Activity:
Reproduce every record below, character by character.

Input:
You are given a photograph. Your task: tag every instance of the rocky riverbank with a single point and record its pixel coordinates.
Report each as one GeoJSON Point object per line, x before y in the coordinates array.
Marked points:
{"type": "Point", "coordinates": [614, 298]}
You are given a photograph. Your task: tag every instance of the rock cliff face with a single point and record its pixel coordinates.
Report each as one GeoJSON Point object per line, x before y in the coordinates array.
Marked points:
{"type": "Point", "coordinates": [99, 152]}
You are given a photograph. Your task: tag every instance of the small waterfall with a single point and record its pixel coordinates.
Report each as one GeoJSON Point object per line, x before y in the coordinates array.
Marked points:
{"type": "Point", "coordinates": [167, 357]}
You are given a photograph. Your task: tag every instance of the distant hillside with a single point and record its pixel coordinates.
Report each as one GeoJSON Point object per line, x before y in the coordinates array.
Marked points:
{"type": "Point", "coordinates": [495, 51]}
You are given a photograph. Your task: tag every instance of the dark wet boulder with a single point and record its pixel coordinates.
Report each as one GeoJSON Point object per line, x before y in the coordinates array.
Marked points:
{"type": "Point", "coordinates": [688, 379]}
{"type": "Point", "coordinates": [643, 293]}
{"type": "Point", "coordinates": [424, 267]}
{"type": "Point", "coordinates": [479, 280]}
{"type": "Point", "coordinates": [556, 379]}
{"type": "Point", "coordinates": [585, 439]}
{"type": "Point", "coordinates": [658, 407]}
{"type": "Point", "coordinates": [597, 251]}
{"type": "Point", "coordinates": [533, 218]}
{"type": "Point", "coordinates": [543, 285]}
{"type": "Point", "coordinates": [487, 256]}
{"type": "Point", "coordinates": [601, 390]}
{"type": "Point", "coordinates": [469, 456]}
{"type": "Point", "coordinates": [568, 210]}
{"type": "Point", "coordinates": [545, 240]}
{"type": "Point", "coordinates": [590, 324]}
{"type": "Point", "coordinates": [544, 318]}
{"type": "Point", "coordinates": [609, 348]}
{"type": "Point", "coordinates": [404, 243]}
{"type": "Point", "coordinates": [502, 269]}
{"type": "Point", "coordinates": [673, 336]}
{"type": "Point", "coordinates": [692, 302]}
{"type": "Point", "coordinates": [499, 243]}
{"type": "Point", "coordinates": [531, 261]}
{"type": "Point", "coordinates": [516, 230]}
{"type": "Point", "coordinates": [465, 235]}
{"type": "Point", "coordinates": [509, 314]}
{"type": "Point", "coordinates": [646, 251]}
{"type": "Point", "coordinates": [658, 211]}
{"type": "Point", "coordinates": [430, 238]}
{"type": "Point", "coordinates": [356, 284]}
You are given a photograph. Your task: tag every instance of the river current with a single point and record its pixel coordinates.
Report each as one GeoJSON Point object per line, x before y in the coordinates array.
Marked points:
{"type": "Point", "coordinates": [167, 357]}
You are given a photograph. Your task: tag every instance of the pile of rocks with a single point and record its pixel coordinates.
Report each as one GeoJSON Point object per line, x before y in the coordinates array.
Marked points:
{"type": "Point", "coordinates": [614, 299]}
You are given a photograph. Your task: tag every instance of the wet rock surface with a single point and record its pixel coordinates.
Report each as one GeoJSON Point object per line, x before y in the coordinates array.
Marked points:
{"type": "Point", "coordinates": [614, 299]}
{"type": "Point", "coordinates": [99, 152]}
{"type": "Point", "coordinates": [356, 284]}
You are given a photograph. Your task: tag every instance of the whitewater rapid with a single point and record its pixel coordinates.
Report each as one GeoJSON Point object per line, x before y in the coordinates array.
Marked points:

Response to the task:
You are given a photograph. Your task: tag every instance of the rocky riverbank with a single point and record its pixel coordinates.
Report each as one GeoJSON Point object per line, x before y in the coordinates array.
Marked points:
{"type": "Point", "coordinates": [614, 298]}
You are given a photograph. Your task: tag every instance of the rock cliff face with a single point and record its pixel coordinates.
Report each as one GeoJSON Point object per line, x before y in the coordinates array.
Marked points:
{"type": "Point", "coordinates": [99, 152]}
You are given a photograph. Your task: tag every instance of the small waterfall with a single point and record its pixel coordinates.
Report each as one GeoJSON Point object per line, x before y in the coordinates array.
Marked points:
{"type": "Point", "coordinates": [167, 357]}
You are given a photograph. Your task: tag every instance of the distant hillside with a single point and record its pixel coordinates.
Report each as one GeoJSON Point object per line, x before y in the coordinates array.
Marked points:
{"type": "Point", "coordinates": [495, 51]}
You are given a photograph. Your task: tag every instance of the dark wet boulder with a single point and record its pixel coordinates.
Report each as one GeoJSON Point object per line, x before y in the coordinates array.
Marked points:
{"type": "Point", "coordinates": [688, 379]}
{"type": "Point", "coordinates": [643, 293]}
{"type": "Point", "coordinates": [424, 267]}
{"type": "Point", "coordinates": [479, 280]}
{"type": "Point", "coordinates": [556, 379]}
{"type": "Point", "coordinates": [585, 439]}
{"type": "Point", "coordinates": [658, 407]}
{"type": "Point", "coordinates": [597, 251]}
{"type": "Point", "coordinates": [533, 218]}
{"type": "Point", "coordinates": [543, 285]}
{"type": "Point", "coordinates": [487, 256]}
{"type": "Point", "coordinates": [601, 390]}
{"type": "Point", "coordinates": [469, 456]}
{"type": "Point", "coordinates": [568, 210]}
{"type": "Point", "coordinates": [545, 240]}
{"type": "Point", "coordinates": [590, 324]}
{"type": "Point", "coordinates": [544, 318]}
{"type": "Point", "coordinates": [609, 348]}
{"type": "Point", "coordinates": [404, 243]}
{"type": "Point", "coordinates": [502, 269]}
{"type": "Point", "coordinates": [673, 336]}
{"type": "Point", "coordinates": [692, 302]}
{"type": "Point", "coordinates": [499, 243]}
{"type": "Point", "coordinates": [531, 261]}
{"type": "Point", "coordinates": [516, 230]}
{"type": "Point", "coordinates": [465, 235]}
{"type": "Point", "coordinates": [509, 314]}
{"type": "Point", "coordinates": [646, 251]}
{"type": "Point", "coordinates": [658, 211]}
{"type": "Point", "coordinates": [430, 238]}
{"type": "Point", "coordinates": [356, 284]}
You are given a photograph. Your task: tag every instance of the river current with a single point and record its pixel coordinates.
Report each as one GeoJSON Point object per line, x before y in the coordinates array.
Marked points:
{"type": "Point", "coordinates": [167, 357]}
You are given a photograph. Your task: tag every instance of the pile of rocks with a single point and record its pixel coordinates.
Report each as one GeoJSON Point object per line, x before y in the coordinates array.
Marked points:
{"type": "Point", "coordinates": [614, 299]}
You are given a photograph. Your task: tag every instance of the wet rock surface with a single point and record its pixel coordinates.
Report each as one GeoJSON Point object per line, x before y in the coordinates array.
Marked points:
{"type": "Point", "coordinates": [614, 299]}
{"type": "Point", "coordinates": [99, 152]}
{"type": "Point", "coordinates": [356, 284]}
You are given a photograph. Your task: tag every instance of the whitewater rapid with a single point and record its pixel coordinates.
Report each as one GeoJSON Point object per line, x before y in the coordinates array.
Marked points:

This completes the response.